Description of the task -
Please copy out each of the lines below word for word.

Provided data -
______

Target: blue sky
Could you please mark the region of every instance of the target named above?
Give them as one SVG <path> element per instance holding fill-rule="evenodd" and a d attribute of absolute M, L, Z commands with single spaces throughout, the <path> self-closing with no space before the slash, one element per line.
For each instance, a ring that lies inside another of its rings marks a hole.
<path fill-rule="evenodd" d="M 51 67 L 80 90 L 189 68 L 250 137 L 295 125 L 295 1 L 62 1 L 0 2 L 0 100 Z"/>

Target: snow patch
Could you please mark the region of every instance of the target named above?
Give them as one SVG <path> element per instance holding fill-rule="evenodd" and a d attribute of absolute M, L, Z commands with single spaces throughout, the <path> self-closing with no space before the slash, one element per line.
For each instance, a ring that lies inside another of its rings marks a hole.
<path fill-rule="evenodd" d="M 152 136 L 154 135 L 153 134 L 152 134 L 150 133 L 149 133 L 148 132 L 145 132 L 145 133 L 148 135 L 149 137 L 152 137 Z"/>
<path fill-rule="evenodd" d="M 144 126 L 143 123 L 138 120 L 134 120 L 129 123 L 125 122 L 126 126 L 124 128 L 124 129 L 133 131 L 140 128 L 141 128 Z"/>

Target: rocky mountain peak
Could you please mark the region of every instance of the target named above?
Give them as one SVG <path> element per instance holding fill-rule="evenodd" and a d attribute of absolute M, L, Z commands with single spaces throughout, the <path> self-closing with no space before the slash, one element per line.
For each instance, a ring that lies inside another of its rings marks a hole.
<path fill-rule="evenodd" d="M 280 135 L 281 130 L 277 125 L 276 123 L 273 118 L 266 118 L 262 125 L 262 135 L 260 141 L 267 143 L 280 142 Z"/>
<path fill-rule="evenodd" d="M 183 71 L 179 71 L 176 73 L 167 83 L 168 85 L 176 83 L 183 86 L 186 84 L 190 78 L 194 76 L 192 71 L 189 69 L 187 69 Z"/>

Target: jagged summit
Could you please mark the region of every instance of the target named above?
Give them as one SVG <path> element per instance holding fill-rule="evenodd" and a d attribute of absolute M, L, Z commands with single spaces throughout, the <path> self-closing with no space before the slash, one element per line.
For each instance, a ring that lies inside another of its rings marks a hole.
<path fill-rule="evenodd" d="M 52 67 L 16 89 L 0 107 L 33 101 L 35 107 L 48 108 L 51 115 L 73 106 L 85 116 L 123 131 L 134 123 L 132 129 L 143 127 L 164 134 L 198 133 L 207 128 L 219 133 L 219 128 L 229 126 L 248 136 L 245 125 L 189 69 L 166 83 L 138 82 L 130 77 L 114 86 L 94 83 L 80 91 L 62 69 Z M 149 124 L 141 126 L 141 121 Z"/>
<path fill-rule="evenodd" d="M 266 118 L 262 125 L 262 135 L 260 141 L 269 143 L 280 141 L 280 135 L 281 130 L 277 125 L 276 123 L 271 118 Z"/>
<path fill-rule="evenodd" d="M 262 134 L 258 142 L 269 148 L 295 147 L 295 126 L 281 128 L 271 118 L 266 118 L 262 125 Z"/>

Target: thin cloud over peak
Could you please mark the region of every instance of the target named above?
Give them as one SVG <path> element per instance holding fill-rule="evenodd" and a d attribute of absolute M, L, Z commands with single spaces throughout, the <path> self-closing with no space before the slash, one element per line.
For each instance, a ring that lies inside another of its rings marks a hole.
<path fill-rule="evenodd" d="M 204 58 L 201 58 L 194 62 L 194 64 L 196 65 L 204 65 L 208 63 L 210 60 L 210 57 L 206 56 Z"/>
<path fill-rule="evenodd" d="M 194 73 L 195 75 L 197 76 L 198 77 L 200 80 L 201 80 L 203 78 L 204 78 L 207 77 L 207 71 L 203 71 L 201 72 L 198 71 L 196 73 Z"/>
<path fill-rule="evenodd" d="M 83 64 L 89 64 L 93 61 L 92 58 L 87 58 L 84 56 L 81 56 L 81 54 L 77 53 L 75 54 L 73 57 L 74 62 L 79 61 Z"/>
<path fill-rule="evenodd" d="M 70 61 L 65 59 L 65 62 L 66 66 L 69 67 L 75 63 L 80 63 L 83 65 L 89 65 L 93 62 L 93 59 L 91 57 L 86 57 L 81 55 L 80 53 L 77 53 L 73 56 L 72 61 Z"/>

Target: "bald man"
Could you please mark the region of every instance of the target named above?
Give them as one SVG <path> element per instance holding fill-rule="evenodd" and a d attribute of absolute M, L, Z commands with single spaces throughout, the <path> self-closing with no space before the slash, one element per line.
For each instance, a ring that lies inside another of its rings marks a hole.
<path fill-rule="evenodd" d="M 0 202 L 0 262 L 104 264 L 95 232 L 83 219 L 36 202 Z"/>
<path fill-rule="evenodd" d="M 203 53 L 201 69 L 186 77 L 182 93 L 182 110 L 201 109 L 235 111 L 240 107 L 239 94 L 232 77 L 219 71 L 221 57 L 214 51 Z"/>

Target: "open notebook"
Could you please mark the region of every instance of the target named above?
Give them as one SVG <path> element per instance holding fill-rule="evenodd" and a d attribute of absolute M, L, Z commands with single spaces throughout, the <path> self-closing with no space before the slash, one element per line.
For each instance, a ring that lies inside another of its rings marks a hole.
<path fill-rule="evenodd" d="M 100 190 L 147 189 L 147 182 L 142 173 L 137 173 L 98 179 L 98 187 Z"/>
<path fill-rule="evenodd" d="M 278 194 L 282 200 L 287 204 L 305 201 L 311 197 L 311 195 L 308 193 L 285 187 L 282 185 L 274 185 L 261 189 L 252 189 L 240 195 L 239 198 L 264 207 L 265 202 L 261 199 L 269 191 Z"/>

______

Solution below -
Target: blue sky
Could you please mark the region of every instance of the target named above?
Give them as one SVG <path> element per instance holding fill-rule="evenodd" and a d attribute of absolute M, L, Z commands with single spaces throughout, the <path> self-closing with no space before the slash, one element per line.
For each instance, a ring that lies inside another of its rings marks a hole.
<path fill-rule="evenodd" d="M 51 67 L 80 90 L 189 68 L 250 137 L 295 125 L 295 1 L 62 1 L 0 2 L 0 100 Z"/>

Target: snow patch
Could you please mark the region of every instance of the target named above?
Give them as one SVG <path> element per instance holding fill-rule="evenodd" and a d attribute of absolute M, L, Z commands with single spaces throughout, the <path> self-closing with no space before the slash, one element per line.
For each instance, a ring that lies inside another of its rings marks a hole.
<path fill-rule="evenodd" d="M 152 136 L 154 135 L 153 134 L 152 134 L 150 133 L 149 133 L 148 132 L 145 132 L 145 133 L 148 135 L 149 137 L 152 137 Z"/>
<path fill-rule="evenodd" d="M 144 126 L 143 123 L 138 120 L 134 120 L 129 123 L 125 122 L 126 126 L 124 128 L 124 129 L 133 131 L 140 128 L 141 128 Z"/>

Target: rocky mountain peak
Could you please mark the region of every instance of the target named above?
Give them as one SVG <path> element per instance holding fill-rule="evenodd" and a d attribute of absolute M, L, Z commands with single spaces throughout, the <path> self-closing with no space before the slash, one element per line.
For each instance, a ring that lies inside another of its rings marks a hole.
<path fill-rule="evenodd" d="M 280 135 L 281 130 L 277 125 L 276 123 L 273 118 L 266 118 L 262 125 L 262 135 L 260 141 L 267 143 L 280 142 Z"/>
<path fill-rule="evenodd" d="M 183 71 L 179 71 L 176 73 L 167 83 L 168 85 L 176 83 L 183 86 L 186 84 L 190 78 L 194 76 L 192 71 L 189 69 L 187 69 Z"/>

Target: jagged summit
Could you please mark the region of every instance of the target named above?
Give them as one SVG <path> element per instance holding fill-rule="evenodd" and a d attribute of absolute M, L, Z commands with single spaces throughout, the <path> self-closing with no space before the slash, one element per line.
For each instance, a ring that lies inside another of its rings marks a hole.
<path fill-rule="evenodd" d="M 52 67 L 16 89 L 0 107 L 33 101 L 35 107 L 48 108 L 51 115 L 73 106 L 85 116 L 123 131 L 134 123 L 132 129 L 143 127 L 164 134 L 198 133 L 207 128 L 219 133 L 219 128 L 229 126 L 248 136 L 245 125 L 189 69 L 166 83 L 138 82 L 130 77 L 114 86 L 94 83 L 80 91 L 62 69 Z M 149 124 L 141 126 L 141 121 Z"/>
<path fill-rule="evenodd" d="M 266 118 L 262 125 L 262 135 L 260 141 L 269 143 L 280 141 L 280 135 L 281 130 L 277 125 L 276 123 L 271 118 Z"/>
<path fill-rule="evenodd" d="M 262 134 L 258 142 L 269 148 L 295 147 L 295 126 L 281 128 L 271 118 L 266 118 L 262 125 Z"/>

Target: thin cloud over peak
Could you please mark the region of every instance of the target named above?
Give them as one SVG <path> element per instance holding fill-rule="evenodd" and a d attribute of absolute M, L, Z commands with single spaces throughout, the <path> self-closing with no space before the slash, one element per line.
For each instance, a ring that lies inside another of its rings marks a hole.
<path fill-rule="evenodd" d="M 204 58 L 201 58 L 194 62 L 194 64 L 196 65 L 204 65 L 208 63 L 210 60 L 210 57 L 206 56 Z"/>
<path fill-rule="evenodd" d="M 194 73 L 195 75 L 197 76 L 198 77 L 200 80 L 201 80 L 203 78 L 204 78 L 207 77 L 207 71 L 203 71 L 201 72 L 198 71 L 196 73 Z"/>
<path fill-rule="evenodd" d="M 83 64 L 89 64 L 93 61 L 92 58 L 87 58 L 84 56 L 81 56 L 81 54 L 77 53 L 75 54 L 73 57 L 74 62 L 79 61 Z"/>
<path fill-rule="evenodd" d="M 70 61 L 65 59 L 65 62 L 66 66 L 69 67 L 75 63 L 80 63 L 83 65 L 89 65 L 93 62 L 93 59 L 91 57 L 86 57 L 81 55 L 80 53 L 77 53 L 73 56 L 72 61 Z"/>

Target: "bald man"
Could you please mark the region of every instance of the target named above?
Give them as one SVG <path> element per instance holding fill-rule="evenodd" and a d attribute of absolute M, L, Z commands with single spaces throughout, the <path> self-closing with no space before the slash, one element per line.
For each instance, a ring that lies inside another of its rings marks a hole.
<path fill-rule="evenodd" d="M 0 202 L 0 262 L 104 264 L 95 232 L 83 219 L 36 202 Z"/>
<path fill-rule="evenodd" d="M 203 53 L 201 69 L 186 77 L 182 93 L 182 110 L 201 109 L 235 111 L 240 107 L 239 94 L 232 77 L 219 71 L 221 57 L 214 51 Z"/>

Target: "open notebook"
Could you please mark the region of every instance of the target named above?
Give them as one SVG <path> element per instance holding fill-rule="evenodd" and a d attribute of absolute M, L, Z commands with single spaces throughout, the <path> self-closing with no space before the slash, one element per line.
For each instance, a ring that lies inside another of its rings marks a hole.
<path fill-rule="evenodd" d="M 100 190 L 147 189 L 147 182 L 142 173 L 137 173 L 98 179 L 98 187 Z"/>
<path fill-rule="evenodd" d="M 278 194 L 282 200 L 287 204 L 305 201 L 311 197 L 311 195 L 308 193 L 285 187 L 282 185 L 274 185 L 261 189 L 252 189 L 240 195 L 239 198 L 264 207 L 265 202 L 261 199 L 269 191 Z"/>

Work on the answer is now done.